▶ Extrait à lire:
==============================

Cependant, un conférencier a donné une nouvelle rassurante : depuis 1980 le taux de dioxine dans le corps des sujets testés a diminué de 8 % par an. Et dans 3 secteurs de Belgique, les enfants ayant présenté le moins d’effets susceptibles d’être attribués aux toxiques avaient été nourris au sein ! Il a
aussi confirmé un des points sur lequel ce colloque a mis un accent appuyé : il existe une fenêtre d’activité de ces perturbateurs, qui sont surtout nocifs à la période fœtale et durant la petite enfance. Les pesticides et autres molécules qui s’y surajouteront chez l’adulte, n’auront vraisemblablement d’effets que s’ils sont absorbés en très grande quantité.

==============================

▶ Les entrées:

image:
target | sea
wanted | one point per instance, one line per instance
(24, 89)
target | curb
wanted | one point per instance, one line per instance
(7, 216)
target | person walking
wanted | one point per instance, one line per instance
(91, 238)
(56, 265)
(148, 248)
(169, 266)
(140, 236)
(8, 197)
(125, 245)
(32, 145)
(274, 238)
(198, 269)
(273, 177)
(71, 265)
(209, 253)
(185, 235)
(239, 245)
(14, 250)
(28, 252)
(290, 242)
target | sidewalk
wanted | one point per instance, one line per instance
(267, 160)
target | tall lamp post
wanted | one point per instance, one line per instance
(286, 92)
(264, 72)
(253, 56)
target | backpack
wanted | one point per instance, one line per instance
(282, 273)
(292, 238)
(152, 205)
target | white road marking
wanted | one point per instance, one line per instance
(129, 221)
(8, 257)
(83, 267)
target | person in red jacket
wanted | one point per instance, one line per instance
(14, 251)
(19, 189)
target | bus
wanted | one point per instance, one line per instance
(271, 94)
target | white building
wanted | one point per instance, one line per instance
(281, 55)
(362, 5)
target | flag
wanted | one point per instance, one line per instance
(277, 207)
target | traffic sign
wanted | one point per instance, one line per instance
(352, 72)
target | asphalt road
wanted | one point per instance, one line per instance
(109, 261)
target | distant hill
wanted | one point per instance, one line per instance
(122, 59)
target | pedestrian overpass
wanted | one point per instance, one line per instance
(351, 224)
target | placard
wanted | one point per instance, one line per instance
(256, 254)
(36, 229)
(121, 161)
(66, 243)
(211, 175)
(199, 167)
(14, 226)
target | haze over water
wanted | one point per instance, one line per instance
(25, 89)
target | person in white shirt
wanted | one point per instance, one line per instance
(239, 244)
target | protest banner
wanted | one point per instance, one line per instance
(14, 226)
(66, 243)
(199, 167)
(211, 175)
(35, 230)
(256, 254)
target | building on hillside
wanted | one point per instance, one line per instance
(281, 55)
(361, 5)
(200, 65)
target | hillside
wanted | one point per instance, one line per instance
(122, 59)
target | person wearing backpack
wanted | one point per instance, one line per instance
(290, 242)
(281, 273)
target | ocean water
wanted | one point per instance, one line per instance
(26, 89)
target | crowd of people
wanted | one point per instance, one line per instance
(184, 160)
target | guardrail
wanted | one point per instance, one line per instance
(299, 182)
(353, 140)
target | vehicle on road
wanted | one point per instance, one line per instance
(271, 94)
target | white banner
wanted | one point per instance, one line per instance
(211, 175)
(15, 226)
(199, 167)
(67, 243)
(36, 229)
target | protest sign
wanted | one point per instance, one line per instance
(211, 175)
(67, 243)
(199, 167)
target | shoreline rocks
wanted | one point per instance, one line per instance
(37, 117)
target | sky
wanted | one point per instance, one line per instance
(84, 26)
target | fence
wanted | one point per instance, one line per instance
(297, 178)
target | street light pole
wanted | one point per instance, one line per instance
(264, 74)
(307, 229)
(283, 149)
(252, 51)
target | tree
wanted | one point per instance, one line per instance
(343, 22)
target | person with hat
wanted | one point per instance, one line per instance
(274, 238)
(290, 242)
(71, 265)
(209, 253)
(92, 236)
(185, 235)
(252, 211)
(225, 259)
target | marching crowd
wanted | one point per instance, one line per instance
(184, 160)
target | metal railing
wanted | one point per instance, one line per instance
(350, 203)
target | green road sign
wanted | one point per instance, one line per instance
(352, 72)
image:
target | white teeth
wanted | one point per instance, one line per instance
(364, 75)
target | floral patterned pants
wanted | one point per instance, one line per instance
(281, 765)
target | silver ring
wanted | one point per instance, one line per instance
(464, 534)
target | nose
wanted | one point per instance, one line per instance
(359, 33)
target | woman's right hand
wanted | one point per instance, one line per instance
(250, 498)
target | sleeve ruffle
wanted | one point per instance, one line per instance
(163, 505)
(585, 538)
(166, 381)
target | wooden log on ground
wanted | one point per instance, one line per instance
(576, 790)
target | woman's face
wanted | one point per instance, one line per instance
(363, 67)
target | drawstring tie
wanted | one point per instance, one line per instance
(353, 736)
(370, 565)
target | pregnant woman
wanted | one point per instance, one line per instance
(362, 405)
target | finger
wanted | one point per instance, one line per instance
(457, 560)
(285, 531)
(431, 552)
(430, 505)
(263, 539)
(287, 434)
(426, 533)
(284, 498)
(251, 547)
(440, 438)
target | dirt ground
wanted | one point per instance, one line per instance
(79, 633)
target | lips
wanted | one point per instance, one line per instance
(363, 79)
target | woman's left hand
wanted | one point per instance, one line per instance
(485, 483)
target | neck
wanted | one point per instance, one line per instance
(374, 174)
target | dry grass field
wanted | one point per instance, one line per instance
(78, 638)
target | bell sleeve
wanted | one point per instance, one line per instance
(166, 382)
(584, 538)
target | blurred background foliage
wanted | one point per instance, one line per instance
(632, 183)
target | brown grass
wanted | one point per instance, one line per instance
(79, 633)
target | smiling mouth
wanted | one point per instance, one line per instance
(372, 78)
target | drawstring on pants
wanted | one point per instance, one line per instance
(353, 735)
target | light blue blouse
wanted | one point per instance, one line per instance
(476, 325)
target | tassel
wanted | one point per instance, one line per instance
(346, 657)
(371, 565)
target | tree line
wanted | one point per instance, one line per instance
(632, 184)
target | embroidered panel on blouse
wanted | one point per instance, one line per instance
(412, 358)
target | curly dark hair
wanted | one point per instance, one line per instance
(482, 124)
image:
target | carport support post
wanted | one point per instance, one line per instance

==============================

▶ Travail à faire:
Recopiez mot pour mot le passage de l'extrait à lire qui va de « Cependant, un conférencier » jusqu'à « très grande quantité. ».

▶ Réponse à la consigne:
Cependant, un conférencier a donné une nouvelle rassurante : depuis 1980 le taux de dioxine dans le corps des sujets testés a diminué de 8 % par an. Et dans 3 secteurs de Belgique, les enfants ayant présenté le moins d’effets susceptibles d’être attribués aux toxiques avaient été nourris au sein ! Il a
aussi confirmé un des points sur lequel ce colloque a mis un accent appuyé : il existe une fenêtre d’activité de ces perturbateurs, qui sont surtout nocifs à la période fœtale et durant la petite enfance. Les pesticides et autres molécules qui s’y surajouteront chez l’adulte, n’auront vraisemblablement d’effets que s’ils sont absorbés en très grande quantité.